● Selected excerpt

┄┄┄┄┄┄┄┄┄┄

I suggested body weight squats as a beginning. He can't squat 135 without pain so starting with body weight and progressing at a safe rate will help strengthen him up and increases the workload slowly but surely.

Edit* I absolutely agree that they won't be enough in the long run


----------



## BigGameHunter (Dec 5, 2013)

Get a creeper like mechanics use from auto zone.  Then get some elastic bands from academy. Wrap the bands around a leg of a desk, chair or something sturdy.  Lay on your back and put your feet on the desk or sturdy object.  Press away will be light resistance until you can work your way up to Hyndu Squats.

A buddy of mine does this with his patients that are recovering from leg injuries for physical therapy.  Sounds crazy but you wont hurt your self.

Concrete or tile floors will work the best.


----------



## halfwit (Dec 5, 2013)

ImDennis said:


> dude i dont know, but i was watching this girl cause i saw a hot pic of her on facebook, so looked her up and she does everything without really bending the knee..... watch it, see if ucan take anything away from it  somethings better then nothing, if not u get to look at a hot girl



Ya know, sometimes I wish my monitor was scratch 'n sniff.


----------



## PillarofBalance (Dec 5, 2013)

I have gotten at least a dozen people with knee issues to start squatting again by having them box squat with a wider stance.  It takes the pressure off the knees especially when done properly (spread the floor with the feet, sit back onto the box and focus on using the hips first to get off the box). Knee wraps will also help with stability of the knee itself but don't wrap to tight.


----------



## Joliver (Dec 5, 2013)

x2 on the wide stance.


----------



## Assassin32 (Dec 5, 2013)

┄┄┄┄┄┄┄┄┄┄

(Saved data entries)
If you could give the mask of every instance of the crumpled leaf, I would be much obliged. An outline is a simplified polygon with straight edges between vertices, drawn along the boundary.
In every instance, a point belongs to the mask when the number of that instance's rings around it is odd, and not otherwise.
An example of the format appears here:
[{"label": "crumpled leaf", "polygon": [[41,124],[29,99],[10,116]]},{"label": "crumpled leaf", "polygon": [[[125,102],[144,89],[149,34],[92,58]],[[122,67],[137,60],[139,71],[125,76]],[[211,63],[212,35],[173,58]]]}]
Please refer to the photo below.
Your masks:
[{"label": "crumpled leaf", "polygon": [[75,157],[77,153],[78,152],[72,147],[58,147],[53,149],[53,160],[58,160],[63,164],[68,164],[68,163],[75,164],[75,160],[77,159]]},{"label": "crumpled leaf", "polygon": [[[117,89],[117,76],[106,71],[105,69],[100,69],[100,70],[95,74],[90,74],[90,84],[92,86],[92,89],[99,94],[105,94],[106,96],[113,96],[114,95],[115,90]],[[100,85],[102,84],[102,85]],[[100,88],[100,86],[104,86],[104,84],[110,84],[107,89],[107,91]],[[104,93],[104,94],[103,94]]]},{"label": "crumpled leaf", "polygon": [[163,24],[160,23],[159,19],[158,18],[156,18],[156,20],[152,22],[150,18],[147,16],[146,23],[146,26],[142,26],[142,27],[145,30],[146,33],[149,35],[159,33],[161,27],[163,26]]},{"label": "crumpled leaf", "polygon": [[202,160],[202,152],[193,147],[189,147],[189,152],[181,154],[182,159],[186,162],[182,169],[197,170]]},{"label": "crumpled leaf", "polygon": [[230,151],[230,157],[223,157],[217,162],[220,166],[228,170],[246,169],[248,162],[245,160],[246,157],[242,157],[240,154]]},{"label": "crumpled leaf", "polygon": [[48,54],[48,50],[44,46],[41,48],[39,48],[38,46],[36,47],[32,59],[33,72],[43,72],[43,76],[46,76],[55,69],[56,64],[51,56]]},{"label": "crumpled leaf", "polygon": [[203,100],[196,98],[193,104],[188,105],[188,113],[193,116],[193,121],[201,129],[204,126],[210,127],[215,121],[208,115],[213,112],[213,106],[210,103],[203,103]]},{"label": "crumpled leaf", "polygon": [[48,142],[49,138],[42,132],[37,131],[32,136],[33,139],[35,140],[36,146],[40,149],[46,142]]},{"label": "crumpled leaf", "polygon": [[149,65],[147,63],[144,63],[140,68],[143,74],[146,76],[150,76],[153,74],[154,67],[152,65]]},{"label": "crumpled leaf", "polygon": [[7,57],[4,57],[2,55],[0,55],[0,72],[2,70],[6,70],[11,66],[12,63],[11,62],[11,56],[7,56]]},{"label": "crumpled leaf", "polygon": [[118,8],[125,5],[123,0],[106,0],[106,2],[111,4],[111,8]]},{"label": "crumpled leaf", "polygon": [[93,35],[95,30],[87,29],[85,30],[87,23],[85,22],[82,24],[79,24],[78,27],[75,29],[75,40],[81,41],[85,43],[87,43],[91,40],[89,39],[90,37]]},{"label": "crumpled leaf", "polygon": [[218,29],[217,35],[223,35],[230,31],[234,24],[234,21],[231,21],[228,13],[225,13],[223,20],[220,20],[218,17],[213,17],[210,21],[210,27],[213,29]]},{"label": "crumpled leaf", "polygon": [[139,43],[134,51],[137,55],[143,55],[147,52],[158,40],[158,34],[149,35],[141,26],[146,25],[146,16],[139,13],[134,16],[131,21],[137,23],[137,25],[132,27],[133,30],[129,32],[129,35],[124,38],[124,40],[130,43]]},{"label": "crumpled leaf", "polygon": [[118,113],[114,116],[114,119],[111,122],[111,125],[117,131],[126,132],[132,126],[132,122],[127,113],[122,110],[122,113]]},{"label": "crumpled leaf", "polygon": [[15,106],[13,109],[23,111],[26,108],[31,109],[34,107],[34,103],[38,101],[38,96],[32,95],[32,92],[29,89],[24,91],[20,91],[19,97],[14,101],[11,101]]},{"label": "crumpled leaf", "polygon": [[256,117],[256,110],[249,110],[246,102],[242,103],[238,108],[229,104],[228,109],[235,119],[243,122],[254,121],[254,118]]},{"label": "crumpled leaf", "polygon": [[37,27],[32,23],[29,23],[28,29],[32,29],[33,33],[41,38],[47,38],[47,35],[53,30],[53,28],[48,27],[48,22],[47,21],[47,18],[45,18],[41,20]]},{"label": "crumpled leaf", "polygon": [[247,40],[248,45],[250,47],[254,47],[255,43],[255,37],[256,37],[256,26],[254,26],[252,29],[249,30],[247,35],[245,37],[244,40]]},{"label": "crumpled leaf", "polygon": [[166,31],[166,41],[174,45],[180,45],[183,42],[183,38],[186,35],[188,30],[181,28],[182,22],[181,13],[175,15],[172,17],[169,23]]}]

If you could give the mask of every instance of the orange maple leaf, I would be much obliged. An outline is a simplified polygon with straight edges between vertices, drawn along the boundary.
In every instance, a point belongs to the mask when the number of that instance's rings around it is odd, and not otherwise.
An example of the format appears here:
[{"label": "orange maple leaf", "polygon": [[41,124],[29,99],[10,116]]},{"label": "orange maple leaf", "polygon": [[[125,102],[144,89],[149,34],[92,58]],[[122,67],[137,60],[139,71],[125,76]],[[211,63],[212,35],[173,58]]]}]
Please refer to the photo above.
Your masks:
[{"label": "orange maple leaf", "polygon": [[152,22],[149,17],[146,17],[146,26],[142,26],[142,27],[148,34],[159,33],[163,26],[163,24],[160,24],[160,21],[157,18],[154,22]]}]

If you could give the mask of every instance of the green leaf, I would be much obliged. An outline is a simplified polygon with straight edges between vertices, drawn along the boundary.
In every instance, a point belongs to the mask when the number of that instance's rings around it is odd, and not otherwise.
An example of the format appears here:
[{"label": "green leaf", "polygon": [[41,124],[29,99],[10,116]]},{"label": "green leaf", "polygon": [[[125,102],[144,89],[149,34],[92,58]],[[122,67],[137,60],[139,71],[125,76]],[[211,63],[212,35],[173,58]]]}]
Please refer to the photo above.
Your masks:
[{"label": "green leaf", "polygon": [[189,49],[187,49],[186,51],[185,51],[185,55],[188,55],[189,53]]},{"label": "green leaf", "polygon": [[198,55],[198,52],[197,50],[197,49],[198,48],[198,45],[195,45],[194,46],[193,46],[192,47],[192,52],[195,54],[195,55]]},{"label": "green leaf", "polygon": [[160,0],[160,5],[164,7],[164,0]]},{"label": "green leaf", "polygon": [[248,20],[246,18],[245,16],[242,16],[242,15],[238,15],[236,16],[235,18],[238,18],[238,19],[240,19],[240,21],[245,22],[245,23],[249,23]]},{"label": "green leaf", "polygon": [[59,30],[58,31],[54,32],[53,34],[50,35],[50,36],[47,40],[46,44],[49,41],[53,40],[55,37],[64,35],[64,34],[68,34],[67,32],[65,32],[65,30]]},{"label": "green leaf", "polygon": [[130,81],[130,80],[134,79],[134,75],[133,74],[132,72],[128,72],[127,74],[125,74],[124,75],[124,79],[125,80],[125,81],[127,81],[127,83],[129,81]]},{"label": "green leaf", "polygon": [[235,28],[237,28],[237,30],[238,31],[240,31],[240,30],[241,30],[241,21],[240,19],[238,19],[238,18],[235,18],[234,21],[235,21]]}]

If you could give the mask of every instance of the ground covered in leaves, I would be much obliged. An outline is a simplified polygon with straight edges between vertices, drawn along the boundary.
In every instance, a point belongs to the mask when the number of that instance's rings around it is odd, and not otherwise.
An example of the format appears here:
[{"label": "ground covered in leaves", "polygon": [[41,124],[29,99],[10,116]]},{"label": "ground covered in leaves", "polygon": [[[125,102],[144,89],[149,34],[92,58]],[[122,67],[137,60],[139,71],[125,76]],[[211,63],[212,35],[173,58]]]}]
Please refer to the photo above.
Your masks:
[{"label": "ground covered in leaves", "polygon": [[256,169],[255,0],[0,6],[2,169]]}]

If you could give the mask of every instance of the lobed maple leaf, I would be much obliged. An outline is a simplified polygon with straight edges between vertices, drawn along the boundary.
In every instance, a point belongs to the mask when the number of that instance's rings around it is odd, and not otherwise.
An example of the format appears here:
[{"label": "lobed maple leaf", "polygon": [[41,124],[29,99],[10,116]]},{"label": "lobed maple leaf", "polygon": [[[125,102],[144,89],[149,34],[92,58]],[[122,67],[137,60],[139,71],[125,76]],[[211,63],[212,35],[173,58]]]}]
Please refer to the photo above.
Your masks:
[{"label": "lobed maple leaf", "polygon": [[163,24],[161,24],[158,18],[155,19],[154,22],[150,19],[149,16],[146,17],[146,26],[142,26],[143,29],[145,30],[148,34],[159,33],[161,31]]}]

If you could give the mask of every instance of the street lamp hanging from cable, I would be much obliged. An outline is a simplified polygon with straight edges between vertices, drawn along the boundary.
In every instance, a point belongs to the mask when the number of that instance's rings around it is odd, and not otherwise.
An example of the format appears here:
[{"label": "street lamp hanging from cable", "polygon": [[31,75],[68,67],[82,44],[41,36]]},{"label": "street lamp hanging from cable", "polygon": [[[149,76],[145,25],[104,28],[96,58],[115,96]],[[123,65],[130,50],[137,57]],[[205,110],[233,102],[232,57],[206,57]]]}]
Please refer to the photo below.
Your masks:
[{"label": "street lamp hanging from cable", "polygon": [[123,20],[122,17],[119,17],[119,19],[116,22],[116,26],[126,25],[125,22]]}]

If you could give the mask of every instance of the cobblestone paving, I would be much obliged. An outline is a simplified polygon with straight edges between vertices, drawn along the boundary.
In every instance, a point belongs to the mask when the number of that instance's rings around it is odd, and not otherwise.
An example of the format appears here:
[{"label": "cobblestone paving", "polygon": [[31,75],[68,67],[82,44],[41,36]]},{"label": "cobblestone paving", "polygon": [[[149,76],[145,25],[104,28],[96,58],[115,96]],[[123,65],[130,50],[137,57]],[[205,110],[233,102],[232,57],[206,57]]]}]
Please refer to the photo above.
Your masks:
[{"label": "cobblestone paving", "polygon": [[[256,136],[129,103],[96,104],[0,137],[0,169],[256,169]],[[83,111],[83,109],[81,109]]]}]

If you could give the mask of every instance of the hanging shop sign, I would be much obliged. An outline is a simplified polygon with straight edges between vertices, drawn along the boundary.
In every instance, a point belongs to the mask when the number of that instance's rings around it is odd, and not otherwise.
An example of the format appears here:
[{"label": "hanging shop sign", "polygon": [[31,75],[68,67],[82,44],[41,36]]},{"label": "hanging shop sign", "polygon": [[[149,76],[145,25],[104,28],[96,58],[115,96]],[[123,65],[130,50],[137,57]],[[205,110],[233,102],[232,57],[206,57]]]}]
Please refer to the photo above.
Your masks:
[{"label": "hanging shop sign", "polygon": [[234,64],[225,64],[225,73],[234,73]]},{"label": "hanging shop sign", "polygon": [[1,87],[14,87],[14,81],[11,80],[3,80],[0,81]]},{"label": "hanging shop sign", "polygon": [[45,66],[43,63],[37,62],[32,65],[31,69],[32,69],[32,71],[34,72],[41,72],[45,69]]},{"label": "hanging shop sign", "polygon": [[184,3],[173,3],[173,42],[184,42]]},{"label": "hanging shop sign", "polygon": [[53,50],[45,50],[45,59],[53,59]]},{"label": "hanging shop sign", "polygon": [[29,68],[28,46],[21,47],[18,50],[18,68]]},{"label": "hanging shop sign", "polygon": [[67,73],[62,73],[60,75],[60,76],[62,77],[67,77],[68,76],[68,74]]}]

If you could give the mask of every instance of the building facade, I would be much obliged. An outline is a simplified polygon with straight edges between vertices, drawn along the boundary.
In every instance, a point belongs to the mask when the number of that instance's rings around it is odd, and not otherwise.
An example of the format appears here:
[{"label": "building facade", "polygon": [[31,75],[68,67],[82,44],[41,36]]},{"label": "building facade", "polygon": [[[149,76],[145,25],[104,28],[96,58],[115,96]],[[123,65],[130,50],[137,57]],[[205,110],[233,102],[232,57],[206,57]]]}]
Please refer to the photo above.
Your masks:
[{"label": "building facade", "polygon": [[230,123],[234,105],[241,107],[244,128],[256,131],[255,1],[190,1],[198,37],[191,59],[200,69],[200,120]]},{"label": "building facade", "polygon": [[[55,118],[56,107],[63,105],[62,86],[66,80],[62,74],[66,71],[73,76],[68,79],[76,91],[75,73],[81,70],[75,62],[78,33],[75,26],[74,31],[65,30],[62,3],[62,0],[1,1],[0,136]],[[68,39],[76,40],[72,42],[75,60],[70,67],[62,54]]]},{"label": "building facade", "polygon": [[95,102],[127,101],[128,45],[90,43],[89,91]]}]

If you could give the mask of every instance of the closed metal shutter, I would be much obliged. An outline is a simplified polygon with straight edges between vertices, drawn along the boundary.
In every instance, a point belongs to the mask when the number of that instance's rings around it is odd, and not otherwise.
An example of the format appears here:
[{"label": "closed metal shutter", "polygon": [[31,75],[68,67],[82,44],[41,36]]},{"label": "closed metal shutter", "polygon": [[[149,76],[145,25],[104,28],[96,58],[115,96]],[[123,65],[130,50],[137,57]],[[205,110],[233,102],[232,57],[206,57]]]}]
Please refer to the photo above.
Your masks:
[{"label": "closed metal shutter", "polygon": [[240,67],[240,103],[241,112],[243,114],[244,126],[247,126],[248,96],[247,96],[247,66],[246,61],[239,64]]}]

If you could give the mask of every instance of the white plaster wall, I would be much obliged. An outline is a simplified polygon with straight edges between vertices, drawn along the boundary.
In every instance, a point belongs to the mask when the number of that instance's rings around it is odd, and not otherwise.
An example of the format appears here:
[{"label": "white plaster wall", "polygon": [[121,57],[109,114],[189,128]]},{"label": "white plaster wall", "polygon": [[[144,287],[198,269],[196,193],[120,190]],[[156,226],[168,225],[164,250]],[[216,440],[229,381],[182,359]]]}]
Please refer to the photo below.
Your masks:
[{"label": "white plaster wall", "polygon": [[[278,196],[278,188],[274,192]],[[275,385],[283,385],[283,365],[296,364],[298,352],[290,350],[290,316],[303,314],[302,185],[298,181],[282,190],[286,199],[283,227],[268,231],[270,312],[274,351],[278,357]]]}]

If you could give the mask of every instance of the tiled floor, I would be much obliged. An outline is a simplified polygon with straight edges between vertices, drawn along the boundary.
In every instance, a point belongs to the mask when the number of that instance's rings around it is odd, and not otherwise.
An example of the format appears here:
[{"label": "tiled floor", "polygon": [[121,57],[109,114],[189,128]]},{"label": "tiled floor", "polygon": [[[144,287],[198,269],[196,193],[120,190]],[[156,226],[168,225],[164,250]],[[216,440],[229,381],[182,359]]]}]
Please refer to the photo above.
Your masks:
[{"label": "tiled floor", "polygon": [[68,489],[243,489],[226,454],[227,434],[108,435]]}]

┄┄┄┄┄┄┄┄┄┄

● Exercise instructions
1 > Answer these questions on the squat thread:
(a) What weight can't he squat without pain?
(b) Where does BigGameHunter say to get the elastic bands?
(c) What kind of stance does PillarofBalance use for box squats?
2 > For each statement, say whether it agrees with the squat thread. Answer yes or no and quote the deciding words.
(a) BigGameHunter says carpeted floors work best.
(b) PillarofBalance advises wrapping the knee wraps tight.
(c) Body weight squats were suggested as a beginning.
3 > Return word for word the passage of the squat thread that begins at the words "Get a creeper" and stops after "to Hyndu Squats.".

● Task solutions
1 >
(a) 135
(b) From academy
(c) A wider stance

2 >
(a) No: "Concrete or tile floors will work the best."
(b) No: "don't wrap to tight."
(c) Yes: "I suggested body weight squats as a beginning."

3 >
Get a creeper like mechanics use from auto zone.  Then get some elastic bands from academy. Wrap the bands around a leg of a desk, chair or something sturdy.  Lay on your back and put your feet on the desk or sturdy object.  Press away will be light resistance until you can work your way up to Hyndu Squats.